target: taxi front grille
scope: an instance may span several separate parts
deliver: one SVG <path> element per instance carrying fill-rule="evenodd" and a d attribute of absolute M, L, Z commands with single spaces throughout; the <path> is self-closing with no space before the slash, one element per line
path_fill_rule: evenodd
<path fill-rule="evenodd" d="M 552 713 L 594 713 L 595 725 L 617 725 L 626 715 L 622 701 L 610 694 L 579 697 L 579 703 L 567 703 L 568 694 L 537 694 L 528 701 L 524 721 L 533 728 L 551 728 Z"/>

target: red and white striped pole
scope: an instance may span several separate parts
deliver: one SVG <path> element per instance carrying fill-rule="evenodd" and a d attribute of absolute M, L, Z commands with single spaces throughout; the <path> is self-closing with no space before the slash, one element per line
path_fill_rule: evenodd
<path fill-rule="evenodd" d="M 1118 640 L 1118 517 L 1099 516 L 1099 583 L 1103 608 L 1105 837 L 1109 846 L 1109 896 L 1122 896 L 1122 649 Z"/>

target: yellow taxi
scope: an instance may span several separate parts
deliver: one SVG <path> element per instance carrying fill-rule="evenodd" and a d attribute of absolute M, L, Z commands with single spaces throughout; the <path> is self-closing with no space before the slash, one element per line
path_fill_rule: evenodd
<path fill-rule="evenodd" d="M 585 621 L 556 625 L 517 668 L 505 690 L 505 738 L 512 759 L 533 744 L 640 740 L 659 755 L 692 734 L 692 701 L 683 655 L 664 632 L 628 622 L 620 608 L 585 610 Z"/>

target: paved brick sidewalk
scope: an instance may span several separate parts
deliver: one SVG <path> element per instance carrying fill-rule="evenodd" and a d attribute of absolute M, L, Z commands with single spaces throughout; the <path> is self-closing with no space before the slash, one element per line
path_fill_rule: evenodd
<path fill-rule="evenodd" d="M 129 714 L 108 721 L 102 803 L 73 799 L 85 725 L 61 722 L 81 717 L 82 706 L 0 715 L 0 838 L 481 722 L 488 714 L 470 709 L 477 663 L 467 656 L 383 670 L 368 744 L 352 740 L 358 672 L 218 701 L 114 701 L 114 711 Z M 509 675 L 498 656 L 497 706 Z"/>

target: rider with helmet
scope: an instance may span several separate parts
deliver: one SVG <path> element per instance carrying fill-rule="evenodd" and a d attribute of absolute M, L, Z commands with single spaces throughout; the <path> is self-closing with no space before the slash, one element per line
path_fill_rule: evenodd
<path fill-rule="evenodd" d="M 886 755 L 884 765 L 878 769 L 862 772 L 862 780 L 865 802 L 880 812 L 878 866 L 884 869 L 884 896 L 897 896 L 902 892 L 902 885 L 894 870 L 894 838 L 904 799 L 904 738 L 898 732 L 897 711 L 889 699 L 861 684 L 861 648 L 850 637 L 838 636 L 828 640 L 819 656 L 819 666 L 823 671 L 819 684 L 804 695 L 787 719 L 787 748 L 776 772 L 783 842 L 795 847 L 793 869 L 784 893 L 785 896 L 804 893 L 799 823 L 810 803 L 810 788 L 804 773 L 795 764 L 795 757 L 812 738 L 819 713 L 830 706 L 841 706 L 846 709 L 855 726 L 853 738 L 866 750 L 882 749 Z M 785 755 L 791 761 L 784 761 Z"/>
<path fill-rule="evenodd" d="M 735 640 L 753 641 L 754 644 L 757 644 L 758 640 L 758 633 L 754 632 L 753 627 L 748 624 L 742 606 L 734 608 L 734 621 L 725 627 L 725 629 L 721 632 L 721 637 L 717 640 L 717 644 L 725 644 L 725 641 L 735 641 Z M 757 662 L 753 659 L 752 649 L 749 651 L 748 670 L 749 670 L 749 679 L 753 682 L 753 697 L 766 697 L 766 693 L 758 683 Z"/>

--

Required work.
Please locate every line of the material above that contains the word "target" and copy each of those lines.

Answer in full.
target: taxi front grille
target: red and white striped pole
target: yellow taxi
target: paved brick sidewalk
target: rider with helmet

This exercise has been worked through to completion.